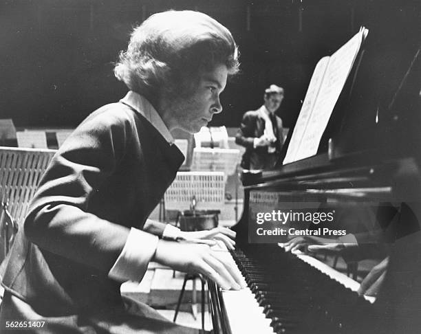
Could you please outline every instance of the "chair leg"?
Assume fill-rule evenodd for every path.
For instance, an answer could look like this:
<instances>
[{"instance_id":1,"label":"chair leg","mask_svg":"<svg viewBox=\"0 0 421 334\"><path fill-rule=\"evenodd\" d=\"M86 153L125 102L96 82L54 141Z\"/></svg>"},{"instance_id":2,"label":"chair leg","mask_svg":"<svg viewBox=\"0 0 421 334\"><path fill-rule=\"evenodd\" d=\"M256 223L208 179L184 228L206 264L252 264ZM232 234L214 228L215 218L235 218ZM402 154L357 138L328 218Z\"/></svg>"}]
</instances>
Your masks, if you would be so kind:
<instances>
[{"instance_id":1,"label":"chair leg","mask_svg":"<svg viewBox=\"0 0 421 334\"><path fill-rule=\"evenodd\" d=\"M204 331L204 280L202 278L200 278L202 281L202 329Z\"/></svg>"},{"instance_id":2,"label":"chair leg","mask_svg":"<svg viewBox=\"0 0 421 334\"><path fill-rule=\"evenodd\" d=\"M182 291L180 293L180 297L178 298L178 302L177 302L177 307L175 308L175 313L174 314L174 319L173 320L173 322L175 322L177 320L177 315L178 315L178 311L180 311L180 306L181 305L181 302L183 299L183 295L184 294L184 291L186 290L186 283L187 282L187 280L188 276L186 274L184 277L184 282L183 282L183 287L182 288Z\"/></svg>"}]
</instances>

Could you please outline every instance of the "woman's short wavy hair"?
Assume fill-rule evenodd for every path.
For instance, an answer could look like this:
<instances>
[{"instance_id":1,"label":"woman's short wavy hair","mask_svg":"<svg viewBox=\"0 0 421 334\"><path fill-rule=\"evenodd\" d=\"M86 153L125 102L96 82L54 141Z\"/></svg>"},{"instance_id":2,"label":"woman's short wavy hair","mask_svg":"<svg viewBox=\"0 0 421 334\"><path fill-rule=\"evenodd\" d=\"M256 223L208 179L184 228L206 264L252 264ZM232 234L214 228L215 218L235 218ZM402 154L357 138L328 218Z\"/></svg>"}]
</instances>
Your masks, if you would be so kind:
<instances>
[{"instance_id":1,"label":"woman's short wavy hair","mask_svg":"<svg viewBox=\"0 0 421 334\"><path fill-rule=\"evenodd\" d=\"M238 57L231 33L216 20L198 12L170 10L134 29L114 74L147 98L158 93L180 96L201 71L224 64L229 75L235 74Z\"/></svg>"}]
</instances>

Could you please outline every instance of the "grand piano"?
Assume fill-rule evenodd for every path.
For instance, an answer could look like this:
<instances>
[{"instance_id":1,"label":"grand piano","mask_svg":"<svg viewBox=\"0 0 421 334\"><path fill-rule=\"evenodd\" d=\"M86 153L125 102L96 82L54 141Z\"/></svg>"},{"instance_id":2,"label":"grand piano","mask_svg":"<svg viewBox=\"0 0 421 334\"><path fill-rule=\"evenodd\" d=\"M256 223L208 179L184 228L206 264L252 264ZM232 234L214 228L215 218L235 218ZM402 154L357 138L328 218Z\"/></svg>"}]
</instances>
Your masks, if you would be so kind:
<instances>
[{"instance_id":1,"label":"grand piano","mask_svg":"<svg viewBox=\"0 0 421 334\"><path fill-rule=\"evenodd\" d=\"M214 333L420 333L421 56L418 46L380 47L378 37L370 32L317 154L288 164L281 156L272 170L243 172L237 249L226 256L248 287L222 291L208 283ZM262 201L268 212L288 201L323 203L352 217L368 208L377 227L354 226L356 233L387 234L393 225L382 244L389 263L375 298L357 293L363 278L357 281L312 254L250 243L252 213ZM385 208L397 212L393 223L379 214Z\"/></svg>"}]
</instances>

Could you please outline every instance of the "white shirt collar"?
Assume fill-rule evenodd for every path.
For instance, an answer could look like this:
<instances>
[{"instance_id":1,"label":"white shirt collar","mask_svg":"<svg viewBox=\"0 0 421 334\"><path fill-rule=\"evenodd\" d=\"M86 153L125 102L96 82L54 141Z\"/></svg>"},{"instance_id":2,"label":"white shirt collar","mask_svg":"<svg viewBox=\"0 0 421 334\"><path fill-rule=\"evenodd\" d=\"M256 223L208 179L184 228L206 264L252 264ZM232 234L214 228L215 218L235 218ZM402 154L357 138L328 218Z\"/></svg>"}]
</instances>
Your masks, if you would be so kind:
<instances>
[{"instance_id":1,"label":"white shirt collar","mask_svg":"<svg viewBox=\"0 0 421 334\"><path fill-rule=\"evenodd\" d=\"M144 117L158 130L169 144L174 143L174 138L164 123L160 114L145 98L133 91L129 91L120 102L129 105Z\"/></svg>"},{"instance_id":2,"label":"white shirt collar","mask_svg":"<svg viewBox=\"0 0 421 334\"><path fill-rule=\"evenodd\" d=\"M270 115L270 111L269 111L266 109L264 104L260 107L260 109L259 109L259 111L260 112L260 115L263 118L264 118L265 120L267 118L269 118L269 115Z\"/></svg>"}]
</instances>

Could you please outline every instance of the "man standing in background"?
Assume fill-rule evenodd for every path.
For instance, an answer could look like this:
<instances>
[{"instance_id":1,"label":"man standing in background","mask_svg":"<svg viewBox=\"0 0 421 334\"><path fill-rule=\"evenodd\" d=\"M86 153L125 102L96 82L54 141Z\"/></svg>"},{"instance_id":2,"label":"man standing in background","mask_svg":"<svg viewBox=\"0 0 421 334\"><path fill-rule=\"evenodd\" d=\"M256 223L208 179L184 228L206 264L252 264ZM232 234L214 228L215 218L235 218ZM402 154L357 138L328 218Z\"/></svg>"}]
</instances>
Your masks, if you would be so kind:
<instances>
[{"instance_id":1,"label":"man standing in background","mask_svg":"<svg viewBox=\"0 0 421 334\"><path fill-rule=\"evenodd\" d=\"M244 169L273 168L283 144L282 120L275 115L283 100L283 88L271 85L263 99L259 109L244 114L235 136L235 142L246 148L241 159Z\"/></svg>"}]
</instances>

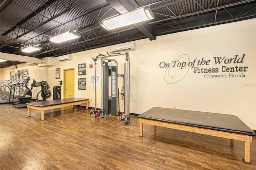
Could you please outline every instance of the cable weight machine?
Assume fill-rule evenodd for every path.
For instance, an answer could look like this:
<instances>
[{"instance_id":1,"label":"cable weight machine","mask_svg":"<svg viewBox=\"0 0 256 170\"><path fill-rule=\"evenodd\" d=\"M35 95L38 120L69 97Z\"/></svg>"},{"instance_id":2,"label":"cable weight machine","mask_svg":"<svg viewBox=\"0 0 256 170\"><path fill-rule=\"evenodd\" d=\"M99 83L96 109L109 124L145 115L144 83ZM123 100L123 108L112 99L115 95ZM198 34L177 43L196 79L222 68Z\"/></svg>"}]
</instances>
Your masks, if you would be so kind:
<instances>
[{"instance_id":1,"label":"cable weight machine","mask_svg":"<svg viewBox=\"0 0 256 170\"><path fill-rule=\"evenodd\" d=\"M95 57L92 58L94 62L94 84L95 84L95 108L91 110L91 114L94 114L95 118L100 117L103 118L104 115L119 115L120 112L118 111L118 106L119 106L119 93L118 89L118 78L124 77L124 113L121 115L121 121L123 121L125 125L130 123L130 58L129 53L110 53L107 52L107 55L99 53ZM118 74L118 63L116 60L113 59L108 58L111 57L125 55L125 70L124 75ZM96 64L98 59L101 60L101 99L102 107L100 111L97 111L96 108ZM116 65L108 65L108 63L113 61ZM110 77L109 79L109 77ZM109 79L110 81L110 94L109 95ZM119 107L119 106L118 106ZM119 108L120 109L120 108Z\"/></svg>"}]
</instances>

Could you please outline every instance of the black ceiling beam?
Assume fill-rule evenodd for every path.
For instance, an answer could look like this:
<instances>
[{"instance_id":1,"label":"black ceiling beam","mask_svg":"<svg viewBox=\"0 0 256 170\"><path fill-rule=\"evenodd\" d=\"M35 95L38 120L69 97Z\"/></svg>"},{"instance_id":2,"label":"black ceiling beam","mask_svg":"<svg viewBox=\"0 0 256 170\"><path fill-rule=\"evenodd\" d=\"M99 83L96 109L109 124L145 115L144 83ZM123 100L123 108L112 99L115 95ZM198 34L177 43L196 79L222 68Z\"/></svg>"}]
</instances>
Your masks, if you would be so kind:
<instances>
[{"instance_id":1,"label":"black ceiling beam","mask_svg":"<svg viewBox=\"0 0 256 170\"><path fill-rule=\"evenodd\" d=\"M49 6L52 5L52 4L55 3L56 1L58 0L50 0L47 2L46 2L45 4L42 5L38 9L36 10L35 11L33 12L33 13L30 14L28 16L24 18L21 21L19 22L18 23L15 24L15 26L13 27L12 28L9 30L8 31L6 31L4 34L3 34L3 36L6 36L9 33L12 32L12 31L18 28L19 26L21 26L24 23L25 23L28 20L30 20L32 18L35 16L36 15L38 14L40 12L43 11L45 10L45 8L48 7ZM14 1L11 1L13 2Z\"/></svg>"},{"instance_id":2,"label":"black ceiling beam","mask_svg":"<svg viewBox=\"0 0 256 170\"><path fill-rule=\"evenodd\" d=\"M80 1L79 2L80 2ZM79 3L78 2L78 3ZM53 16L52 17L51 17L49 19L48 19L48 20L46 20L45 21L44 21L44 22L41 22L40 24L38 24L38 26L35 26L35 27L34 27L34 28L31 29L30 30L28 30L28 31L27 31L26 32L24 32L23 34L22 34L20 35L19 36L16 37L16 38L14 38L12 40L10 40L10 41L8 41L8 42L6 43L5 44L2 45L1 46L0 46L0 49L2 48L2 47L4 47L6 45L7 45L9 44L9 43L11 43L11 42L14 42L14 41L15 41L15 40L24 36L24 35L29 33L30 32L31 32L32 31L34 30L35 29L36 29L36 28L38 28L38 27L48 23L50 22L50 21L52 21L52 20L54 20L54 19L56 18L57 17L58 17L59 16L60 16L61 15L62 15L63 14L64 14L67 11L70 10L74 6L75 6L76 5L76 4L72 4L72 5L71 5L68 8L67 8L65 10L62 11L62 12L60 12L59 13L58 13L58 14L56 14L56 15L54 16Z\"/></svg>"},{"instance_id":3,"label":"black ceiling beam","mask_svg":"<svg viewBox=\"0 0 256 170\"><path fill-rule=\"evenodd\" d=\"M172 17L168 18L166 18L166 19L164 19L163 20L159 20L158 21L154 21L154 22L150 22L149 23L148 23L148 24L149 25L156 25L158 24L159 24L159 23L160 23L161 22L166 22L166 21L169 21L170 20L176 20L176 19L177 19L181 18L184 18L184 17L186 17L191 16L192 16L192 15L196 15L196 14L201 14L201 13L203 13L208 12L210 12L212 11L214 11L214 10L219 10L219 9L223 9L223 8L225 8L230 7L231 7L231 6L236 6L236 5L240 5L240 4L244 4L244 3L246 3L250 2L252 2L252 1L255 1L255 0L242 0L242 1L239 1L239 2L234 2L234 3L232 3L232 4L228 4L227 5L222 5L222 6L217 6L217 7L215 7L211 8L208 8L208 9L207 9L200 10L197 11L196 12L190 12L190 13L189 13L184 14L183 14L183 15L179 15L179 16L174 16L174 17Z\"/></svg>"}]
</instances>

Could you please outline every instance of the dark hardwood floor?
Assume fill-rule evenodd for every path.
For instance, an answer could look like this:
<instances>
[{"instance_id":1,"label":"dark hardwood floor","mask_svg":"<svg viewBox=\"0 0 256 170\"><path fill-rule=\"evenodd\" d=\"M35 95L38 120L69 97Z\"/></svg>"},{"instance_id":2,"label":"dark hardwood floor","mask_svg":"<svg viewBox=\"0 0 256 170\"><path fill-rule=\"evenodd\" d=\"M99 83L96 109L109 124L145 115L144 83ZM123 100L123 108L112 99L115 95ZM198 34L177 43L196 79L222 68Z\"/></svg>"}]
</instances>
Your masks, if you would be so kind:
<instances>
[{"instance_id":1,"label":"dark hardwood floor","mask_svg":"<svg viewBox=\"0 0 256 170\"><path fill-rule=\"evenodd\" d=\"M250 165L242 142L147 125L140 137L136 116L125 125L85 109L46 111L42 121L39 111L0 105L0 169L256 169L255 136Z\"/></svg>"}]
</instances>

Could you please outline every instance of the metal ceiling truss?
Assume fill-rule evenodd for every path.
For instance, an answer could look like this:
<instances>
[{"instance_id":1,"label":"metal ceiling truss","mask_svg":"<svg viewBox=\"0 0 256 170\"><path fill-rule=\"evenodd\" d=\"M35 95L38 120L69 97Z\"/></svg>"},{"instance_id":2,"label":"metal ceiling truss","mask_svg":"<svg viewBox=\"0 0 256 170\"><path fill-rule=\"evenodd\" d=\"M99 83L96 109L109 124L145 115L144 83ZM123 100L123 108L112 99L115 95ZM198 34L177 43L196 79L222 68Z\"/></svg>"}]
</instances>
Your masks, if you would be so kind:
# # # #
OBIETTIVO => Per favore, riscrivi le righe a partire da quella che contiene "Could you please outline every instance of the metal" fino all'ultima riga, entrambe comprese, sostituendo "ceiling truss" con "roof beam" e lasciando invariato tutto il resto.

SOLUZIONE =>
Could you please outline every instance of the metal roof beam?
Assume fill-rule evenodd for every path.
For instance, an answer could look like this:
<instances>
[{"instance_id":1,"label":"metal roof beam","mask_svg":"<svg viewBox=\"0 0 256 170\"><path fill-rule=\"evenodd\" d=\"M35 95L38 120L69 97Z\"/></svg>"},{"instance_id":2,"label":"metal roof beam","mask_svg":"<svg viewBox=\"0 0 256 170\"><path fill-rule=\"evenodd\" d=\"M99 83L96 109L109 124L145 115L144 83ZM123 100L123 108L112 99L115 95ZM198 34L177 43L196 79L222 68Z\"/></svg>"}]
</instances>
Your masks, if you would be so kind:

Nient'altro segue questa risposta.